### [Short task]
Render each line of the listing below as an item in a numbered list, omitting any blank lines.
————
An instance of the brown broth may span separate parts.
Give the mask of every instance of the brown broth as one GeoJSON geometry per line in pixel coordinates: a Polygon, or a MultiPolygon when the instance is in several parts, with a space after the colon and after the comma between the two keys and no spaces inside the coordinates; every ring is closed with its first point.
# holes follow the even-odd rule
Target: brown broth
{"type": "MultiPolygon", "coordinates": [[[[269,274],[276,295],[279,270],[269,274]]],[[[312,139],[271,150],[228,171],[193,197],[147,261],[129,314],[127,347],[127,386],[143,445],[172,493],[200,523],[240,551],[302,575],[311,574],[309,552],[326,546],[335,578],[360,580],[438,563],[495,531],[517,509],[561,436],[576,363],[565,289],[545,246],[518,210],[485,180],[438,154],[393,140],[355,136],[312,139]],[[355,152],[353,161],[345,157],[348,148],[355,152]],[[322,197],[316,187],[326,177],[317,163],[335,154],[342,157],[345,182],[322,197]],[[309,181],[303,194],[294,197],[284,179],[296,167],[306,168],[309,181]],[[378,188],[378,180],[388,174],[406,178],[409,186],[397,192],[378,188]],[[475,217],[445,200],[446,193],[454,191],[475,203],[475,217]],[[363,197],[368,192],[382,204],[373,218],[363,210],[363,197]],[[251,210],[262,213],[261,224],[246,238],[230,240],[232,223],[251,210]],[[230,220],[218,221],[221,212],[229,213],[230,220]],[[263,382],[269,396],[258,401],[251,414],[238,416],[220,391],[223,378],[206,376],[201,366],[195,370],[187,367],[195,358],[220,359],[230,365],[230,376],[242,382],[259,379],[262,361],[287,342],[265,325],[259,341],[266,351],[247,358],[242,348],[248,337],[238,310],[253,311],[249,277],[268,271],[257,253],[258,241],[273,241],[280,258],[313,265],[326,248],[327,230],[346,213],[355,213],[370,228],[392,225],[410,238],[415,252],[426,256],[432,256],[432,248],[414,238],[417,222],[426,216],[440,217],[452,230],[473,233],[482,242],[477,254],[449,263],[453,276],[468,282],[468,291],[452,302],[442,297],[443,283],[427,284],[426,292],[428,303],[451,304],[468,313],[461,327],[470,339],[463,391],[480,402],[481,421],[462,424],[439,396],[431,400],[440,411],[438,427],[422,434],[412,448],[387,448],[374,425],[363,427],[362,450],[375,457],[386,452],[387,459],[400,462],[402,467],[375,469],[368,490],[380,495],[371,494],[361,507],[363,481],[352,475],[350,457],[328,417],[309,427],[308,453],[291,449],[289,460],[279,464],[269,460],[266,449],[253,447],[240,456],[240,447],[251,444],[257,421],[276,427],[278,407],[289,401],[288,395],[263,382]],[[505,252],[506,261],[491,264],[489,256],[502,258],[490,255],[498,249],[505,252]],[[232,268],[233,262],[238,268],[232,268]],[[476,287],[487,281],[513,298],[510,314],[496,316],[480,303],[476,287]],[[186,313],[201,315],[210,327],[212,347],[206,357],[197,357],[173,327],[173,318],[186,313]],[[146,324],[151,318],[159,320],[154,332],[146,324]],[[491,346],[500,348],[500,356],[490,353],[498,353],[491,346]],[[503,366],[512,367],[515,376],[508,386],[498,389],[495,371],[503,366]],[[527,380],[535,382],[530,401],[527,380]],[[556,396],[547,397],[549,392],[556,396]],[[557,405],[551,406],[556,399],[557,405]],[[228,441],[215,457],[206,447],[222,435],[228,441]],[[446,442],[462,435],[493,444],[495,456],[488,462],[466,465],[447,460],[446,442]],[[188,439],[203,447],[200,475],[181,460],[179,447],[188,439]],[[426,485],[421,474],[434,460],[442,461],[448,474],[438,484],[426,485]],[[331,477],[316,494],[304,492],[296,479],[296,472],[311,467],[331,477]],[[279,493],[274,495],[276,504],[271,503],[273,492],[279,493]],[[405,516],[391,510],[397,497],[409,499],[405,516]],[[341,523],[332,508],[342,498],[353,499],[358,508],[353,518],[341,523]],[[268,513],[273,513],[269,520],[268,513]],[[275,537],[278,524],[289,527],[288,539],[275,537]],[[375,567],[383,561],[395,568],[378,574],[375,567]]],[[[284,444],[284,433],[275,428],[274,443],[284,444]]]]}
————
### [Problem solution]
1. An instance of the brown broth may span separate parts.
2. Give the mask of every instance of the brown broth as one GeoJSON geometry per line in pixel coordinates: a Polygon, or a MultiPolygon when the instance is in several parts, with a space after the colon and after the comma between the two keys and no spaces inside the coordinates; every ring is closed with its first point.
3. # holes follow the even-odd rule
4. Target: brown broth
5. {"type": "MultiPolygon", "coordinates": [[[[269,274],[276,295],[279,270],[269,274]]],[[[312,139],[271,150],[228,171],[193,197],[147,261],[129,314],[127,347],[127,386],[143,445],[172,493],[200,523],[240,551],[302,575],[311,574],[309,552],[326,546],[335,578],[360,580],[438,563],[495,531],[517,509],[561,436],[576,363],[565,289],[545,246],[518,210],[485,180],[438,154],[393,140],[355,136],[312,139]],[[355,152],[353,161],[345,157],[348,148],[355,152]],[[322,197],[316,187],[326,177],[317,163],[335,154],[342,157],[345,182],[322,197]],[[309,181],[303,194],[294,197],[284,179],[296,167],[306,168],[309,181]],[[378,188],[378,180],[388,174],[406,178],[409,186],[397,192],[378,188]],[[475,217],[445,200],[446,193],[454,191],[475,203],[475,217]],[[363,197],[368,192],[382,204],[373,218],[363,210],[363,197]],[[251,210],[262,213],[261,224],[246,238],[230,240],[232,223],[251,210]],[[230,220],[218,221],[221,212],[229,213],[230,220]],[[263,382],[269,396],[258,401],[251,414],[238,416],[220,391],[223,378],[206,376],[201,366],[195,370],[187,367],[195,358],[220,359],[230,365],[230,376],[242,382],[259,379],[262,361],[287,342],[265,325],[259,341],[266,351],[247,358],[242,348],[248,337],[238,310],[253,311],[249,277],[268,271],[257,253],[258,241],[273,241],[280,258],[313,265],[326,248],[327,230],[346,213],[355,213],[370,228],[392,225],[410,238],[415,252],[426,256],[432,256],[432,248],[414,238],[417,222],[426,216],[440,217],[452,230],[473,233],[482,242],[477,254],[449,263],[453,276],[468,282],[468,291],[452,302],[442,297],[443,283],[427,284],[426,292],[428,303],[451,304],[468,313],[461,327],[470,339],[463,391],[480,402],[481,421],[462,424],[439,396],[431,400],[440,411],[438,427],[422,434],[412,448],[387,448],[374,425],[363,427],[362,450],[375,457],[386,452],[387,459],[400,462],[402,467],[375,469],[368,490],[380,495],[371,494],[361,507],[363,481],[352,475],[350,457],[328,417],[309,427],[308,453],[291,449],[289,460],[279,464],[269,460],[266,449],[253,447],[240,456],[240,447],[251,444],[257,421],[276,427],[278,407],[289,401],[288,395],[263,382]],[[505,252],[506,261],[491,264],[489,256],[502,258],[490,255],[498,249],[505,252]],[[232,268],[233,262],[238,268],[232,268]],[[476,287],[487,281],[513,298],[510,314],[496,316],[480,303],[476,287]],[[186,313],[201,315],[210,327],[212,347],[206,357],[197,357],[173,327],[173,318],[186,313]],[[146,324],[151,318],[159,320],[154,332],[146,324]],[[491,346],[500,348],[500,356],[490,353],[498,353],[491,346]],[[503,366],[512,367],[515,376],[508,386],[498,389],[495,371],[503,366]],[[527,380],[535,382],[530,401],[527,380]],[[556,396],[547,397],[549,392],[556,396]],[[557,405],[551,406],[556,399],[557,405]],[[228,441],[215,457],[206,447],[222,435],[228,441]],[[446,442],[462,435],[493,444],[495,456],[488,462],[466,465],[447,460],[446,442]],[[188,439],[203,447],[200,475],[181,460],[179,447],[188,439]],[[426,485],[421,474],[434,460],[442,461],[448,474],[438,484],[426,485]],[[331,477],[316,494],[304,492],[296,479],[296,472],[311,467],[331,477]],[[279,493],[274,495],[276,504],[271,503],[273,492],[279,493]],[[405,516],[391,510],[397,497],[409,499],[405,516]],[[341,523],[332,508],[342,498],[353,499],[358,508],[353,518],[341,523]],[[268,513],[273,513],[269,520],[268,513]],[[275,537],[278,524],[289,527],[288,539],[275,537]],[[375,567],[383,561],[395,568],[378,574],[375,567]]],[[[284,444],[284,433],[275,428],[274,443],[284,444]]]]}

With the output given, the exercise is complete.